▶ **WHAT IS EXPECTED**: This task calls for every line of the material to be output verbatim.

Start of DATA FOR THIS EXERCISE

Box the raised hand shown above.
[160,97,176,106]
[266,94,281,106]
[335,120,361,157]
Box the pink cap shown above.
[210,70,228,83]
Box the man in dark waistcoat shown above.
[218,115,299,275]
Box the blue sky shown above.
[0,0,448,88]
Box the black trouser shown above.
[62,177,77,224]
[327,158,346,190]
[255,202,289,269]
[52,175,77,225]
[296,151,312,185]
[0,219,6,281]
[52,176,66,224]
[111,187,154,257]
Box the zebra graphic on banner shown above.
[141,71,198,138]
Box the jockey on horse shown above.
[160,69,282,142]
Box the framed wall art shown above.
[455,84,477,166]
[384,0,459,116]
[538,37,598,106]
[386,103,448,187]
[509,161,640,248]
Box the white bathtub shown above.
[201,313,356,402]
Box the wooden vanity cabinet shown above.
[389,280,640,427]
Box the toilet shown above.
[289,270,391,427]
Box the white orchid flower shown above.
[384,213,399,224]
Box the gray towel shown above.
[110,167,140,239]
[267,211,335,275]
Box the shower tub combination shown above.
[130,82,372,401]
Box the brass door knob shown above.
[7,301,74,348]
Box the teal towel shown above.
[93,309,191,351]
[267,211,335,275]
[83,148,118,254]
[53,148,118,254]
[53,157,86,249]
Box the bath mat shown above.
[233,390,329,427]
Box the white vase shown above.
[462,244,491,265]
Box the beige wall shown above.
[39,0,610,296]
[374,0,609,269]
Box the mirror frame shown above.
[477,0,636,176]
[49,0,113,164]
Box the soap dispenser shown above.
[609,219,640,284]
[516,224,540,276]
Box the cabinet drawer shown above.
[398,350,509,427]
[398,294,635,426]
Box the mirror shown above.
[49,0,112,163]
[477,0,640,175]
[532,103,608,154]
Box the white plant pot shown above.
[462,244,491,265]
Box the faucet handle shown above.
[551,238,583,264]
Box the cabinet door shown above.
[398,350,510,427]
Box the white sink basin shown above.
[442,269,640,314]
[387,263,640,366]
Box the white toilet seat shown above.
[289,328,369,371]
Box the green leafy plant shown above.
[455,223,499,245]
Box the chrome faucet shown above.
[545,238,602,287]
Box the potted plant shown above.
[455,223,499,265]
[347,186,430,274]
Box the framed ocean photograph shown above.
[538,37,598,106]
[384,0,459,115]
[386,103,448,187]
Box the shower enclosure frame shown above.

End of DATA FOR THIS EXERCISE

▶ **EXERCISE SOLUTION**:
Box the raised hand shown above.
[160,97,176,106]
[266,94,281,106]
[335,120,361,157]
Box the pink cap shown above.
[210,70,228,83]
Box the man in dark waistcoat shown above.
[218,115,299,275]
Box the blue sky shown above.
[0,0,448,88]
Box the black trouser shown above.
[62,177,77,224]
[327,158,346,190]
[255,202,289,269]
[52,175,77,225]
[296,151,312,185]
[0,219,6,281]
[52,176,66,224]
[111,187,154,257]
Box the zebra graphic on banner shown above.
[141,71,198,138]
Box the jockey on horse shown above.
[160,69,282,142]
Box the framed wall art shown above.
[455,84,477,166]
[384,0,459,116]
[538,37,598,106]
[386,103,448,187]
[509,161,640,248]
Box the white bathtub shown above.
[201,313,356,402]
Box the wooden vanity cabinet shown above.
[389,280,640,427]
Box the toilet shown above.
[289,270,391,427]
Box the white orchid flower shown above.
[384,213,399,224]
Box the gray towel shown above.
[110,167,140,239]
[267,211,335,275]
Box the shower tub combination shown above.
[130,82,372,401]
Box the brass door knob shown above.
[7,301,74,348]
Box the teal towel shown above.
[93,309,191,351]
[267,211,335,275]
[83,148,118,254]
[53,148,118,254]
[53,157,86,249]
Box the bath mat shown above.
[233,390,329,427]
Box the white vase shown above.
[462,244,491,265]
Box the beige wall shown above.
[39,0,610,296]
[374,0,609,269]
Box the mirror frame shown above.
[477,0,636,176]
[49,0,113,164]
Box the soap dispenser shown above.
[609,219,640,284]
[516,224,540,276]
Box the cabinet drawer shown above.
[398,350,509,427]
[398,294,635,426]
Box the mirror shown above.
[49,0,112,163]
[477,0,640,175]
[532,103,608,154]
Box the white plant pot shown above.
[462,244,491,265]
Box the faucet handle shown above.
[551,238,583,264]
Box the cabinet door shown above.
[398,350,510,427]
Box the white sink basin shown above.
[442,269,640,314]
[387,263,640,366]
Box the white toilet seat shown above.
[289,328,369,371]
Box the green leafy plant shown above.
[455,223,499,245]
Box the chrome faucet shown above.
[545,238,602,287]
Box the potted plant shown above.
[455,223,499,265]
[347,186,430,274]
Box the framed ocean photograph shown above.
[538,37,598,106]
[384,0,459,115]
[386,103,448,187]
Box the shower enclosure frame shown above.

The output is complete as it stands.